◆ Your assignment
What are the lines, written out exactly, from the one containing "the white bulk" to the end of the entries below? Include both ends and nothing more.

[Opening Exercise data section]

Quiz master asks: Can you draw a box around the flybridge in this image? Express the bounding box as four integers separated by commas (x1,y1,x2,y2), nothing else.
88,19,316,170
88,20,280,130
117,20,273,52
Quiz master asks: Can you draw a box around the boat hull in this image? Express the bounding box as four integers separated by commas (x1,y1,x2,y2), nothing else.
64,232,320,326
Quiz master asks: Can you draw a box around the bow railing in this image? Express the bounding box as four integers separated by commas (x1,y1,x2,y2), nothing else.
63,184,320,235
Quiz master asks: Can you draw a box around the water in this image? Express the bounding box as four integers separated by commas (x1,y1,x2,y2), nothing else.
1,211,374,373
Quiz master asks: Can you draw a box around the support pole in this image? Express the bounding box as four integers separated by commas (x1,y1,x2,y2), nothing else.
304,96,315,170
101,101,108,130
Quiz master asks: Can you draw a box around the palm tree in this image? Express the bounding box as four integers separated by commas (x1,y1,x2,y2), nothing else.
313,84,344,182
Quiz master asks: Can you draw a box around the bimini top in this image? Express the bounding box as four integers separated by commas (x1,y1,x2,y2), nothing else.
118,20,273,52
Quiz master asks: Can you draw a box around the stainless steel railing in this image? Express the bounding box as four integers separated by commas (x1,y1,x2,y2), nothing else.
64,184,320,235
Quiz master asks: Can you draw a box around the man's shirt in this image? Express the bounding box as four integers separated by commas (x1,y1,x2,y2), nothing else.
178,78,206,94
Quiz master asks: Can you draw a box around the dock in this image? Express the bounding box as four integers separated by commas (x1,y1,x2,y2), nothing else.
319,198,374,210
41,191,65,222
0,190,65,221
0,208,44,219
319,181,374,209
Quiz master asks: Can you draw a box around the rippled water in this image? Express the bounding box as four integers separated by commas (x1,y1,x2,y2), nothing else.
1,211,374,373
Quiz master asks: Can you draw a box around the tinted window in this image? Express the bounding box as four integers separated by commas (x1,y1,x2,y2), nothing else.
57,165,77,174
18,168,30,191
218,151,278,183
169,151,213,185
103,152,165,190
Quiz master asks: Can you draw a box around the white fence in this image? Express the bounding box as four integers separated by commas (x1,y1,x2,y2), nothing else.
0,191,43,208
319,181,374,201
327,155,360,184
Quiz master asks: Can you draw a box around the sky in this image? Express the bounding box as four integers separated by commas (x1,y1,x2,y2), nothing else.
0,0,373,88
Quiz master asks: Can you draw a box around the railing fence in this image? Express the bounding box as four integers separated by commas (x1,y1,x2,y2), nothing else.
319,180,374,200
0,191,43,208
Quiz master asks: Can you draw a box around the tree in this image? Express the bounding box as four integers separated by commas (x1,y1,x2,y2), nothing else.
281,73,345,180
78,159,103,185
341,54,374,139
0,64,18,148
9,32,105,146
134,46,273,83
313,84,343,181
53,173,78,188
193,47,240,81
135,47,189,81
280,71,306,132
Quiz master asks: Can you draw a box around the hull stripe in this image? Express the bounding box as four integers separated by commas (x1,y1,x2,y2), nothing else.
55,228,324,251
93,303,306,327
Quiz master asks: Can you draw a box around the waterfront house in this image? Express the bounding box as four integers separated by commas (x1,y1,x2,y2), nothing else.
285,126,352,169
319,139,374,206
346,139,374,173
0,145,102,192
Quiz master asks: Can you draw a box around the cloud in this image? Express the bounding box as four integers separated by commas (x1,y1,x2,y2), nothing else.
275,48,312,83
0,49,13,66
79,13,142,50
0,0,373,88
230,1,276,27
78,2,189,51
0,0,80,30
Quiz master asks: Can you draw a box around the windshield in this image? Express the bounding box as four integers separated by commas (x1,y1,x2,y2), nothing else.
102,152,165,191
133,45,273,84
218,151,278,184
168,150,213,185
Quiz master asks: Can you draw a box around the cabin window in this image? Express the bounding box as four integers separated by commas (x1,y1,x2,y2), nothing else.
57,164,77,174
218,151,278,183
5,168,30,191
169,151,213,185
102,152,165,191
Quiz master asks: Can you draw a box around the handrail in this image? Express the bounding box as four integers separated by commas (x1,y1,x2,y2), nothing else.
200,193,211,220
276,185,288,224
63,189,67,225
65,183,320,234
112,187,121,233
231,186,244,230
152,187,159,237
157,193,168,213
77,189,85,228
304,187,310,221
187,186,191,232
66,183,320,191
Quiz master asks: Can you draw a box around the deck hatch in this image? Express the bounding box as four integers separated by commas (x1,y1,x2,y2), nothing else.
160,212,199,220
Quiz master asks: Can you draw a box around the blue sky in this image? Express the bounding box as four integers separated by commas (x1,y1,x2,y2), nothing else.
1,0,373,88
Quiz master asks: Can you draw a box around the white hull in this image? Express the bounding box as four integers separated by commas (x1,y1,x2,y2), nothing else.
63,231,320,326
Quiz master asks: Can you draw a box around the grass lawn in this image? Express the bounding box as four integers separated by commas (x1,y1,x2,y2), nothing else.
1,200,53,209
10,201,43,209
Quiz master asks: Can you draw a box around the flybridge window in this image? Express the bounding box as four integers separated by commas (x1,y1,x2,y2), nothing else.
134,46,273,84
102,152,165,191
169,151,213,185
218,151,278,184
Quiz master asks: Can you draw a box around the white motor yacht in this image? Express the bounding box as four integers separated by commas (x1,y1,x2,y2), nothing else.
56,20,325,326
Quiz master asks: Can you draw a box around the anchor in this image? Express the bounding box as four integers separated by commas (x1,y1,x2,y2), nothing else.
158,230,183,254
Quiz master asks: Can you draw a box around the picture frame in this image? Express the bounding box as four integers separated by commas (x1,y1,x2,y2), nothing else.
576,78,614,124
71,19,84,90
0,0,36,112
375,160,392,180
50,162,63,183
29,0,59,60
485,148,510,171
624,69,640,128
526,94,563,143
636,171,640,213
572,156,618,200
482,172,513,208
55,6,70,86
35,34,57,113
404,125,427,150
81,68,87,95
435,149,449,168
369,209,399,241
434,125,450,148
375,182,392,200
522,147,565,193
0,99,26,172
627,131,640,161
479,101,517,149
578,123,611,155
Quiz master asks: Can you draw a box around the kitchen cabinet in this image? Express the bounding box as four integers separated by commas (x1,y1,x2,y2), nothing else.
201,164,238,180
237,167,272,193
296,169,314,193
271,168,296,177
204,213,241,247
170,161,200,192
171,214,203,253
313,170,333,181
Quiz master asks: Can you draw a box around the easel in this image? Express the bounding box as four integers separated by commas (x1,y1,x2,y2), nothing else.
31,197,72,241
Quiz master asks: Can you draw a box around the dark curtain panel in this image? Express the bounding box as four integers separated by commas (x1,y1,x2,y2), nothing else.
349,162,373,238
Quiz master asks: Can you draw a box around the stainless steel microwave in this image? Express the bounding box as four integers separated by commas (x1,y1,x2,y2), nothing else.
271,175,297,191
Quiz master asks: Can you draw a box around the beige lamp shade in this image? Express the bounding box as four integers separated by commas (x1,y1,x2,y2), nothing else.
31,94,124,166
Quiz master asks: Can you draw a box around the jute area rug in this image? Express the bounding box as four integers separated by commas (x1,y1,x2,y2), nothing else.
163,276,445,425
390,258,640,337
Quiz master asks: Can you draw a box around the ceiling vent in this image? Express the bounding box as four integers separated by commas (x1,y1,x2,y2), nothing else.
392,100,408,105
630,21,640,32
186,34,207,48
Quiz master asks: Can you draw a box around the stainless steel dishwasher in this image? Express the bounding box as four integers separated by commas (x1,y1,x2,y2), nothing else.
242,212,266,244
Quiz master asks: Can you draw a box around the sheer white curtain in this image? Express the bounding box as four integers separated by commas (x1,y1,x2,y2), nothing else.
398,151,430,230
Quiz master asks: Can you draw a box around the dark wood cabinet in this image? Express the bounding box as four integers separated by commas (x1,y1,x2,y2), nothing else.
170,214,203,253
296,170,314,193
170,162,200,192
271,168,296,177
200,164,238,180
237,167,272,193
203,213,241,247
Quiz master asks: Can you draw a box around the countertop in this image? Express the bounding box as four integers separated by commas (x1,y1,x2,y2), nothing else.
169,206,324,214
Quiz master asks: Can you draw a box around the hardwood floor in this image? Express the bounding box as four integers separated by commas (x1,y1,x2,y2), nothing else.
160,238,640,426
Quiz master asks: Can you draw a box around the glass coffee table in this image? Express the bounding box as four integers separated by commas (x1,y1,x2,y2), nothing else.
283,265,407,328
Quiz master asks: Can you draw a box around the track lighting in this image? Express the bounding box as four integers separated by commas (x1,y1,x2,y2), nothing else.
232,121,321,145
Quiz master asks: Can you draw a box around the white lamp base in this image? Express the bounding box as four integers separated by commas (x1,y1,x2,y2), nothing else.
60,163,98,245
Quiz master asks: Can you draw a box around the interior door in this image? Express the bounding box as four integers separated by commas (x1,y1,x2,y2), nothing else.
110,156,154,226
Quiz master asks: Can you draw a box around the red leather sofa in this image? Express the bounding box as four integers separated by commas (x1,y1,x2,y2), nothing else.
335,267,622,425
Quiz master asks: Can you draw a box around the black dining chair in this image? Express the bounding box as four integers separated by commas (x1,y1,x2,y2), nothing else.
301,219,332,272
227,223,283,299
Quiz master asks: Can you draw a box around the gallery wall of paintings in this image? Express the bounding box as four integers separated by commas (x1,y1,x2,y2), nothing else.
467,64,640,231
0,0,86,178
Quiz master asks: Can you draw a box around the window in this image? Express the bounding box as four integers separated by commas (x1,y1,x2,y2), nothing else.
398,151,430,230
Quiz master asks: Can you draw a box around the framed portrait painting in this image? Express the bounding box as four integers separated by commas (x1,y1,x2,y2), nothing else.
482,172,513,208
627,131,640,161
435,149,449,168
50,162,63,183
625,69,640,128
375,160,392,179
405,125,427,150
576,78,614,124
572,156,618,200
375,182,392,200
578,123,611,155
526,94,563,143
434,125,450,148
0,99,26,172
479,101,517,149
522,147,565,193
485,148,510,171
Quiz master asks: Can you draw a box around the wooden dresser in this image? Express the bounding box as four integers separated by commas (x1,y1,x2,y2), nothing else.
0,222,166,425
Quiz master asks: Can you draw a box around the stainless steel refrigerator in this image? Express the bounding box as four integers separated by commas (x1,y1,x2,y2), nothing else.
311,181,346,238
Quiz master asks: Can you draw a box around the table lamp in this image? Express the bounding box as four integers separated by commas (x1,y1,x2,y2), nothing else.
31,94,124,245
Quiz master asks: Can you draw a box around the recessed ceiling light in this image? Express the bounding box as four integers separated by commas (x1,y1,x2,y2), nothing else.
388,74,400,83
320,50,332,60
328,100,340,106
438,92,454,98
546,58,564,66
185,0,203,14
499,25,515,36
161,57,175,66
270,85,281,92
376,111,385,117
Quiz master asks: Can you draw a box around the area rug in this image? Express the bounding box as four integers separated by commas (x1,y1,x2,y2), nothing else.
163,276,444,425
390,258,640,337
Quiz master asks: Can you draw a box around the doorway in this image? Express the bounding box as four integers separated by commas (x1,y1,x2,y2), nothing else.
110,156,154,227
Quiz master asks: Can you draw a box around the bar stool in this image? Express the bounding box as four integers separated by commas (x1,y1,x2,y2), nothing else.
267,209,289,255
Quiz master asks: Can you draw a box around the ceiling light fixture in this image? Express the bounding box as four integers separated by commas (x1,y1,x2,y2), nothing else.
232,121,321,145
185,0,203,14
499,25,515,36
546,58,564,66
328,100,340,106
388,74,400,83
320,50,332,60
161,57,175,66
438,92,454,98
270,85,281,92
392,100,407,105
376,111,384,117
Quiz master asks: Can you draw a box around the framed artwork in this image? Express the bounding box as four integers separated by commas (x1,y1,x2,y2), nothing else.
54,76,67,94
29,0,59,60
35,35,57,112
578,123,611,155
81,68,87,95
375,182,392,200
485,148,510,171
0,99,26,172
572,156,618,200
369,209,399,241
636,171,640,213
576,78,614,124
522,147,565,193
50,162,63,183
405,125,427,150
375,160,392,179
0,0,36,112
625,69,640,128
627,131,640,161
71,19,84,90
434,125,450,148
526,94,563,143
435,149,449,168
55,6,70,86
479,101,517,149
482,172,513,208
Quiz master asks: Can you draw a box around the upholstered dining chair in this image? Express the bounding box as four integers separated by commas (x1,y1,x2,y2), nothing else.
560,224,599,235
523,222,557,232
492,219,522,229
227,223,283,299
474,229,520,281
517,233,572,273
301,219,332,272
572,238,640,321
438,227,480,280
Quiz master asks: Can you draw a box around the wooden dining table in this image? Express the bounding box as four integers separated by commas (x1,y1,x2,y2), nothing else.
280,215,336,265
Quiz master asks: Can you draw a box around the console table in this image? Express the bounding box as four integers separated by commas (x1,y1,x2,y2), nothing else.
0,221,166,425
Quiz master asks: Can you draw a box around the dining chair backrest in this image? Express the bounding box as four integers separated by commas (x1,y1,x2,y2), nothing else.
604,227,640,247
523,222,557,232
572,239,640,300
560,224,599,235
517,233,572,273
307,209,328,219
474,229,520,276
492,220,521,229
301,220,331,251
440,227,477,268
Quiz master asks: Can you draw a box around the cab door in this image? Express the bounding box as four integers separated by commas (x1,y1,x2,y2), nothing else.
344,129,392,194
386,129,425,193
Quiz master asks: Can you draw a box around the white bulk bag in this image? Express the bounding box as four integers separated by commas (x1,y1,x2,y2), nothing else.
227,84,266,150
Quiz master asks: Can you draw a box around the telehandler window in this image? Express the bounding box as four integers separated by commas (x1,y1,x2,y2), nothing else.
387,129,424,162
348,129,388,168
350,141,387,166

[Closing Exercise data section]

◆ Solution for this problem
Quiz master asks: Can you draw a box around the white bulk bag in this image? Express the bounding box as four integers separated by commas (x1,y1,x2,y2), nothing else.
227,84,266,150
Quiz master asks: Can you draw a box around the telehandler window in this image? Express the bounding box as four integers separated by commas (x1,y1,x2,y2), nothing else.
387,129,424,162
348,129,388,168
350,141,387,166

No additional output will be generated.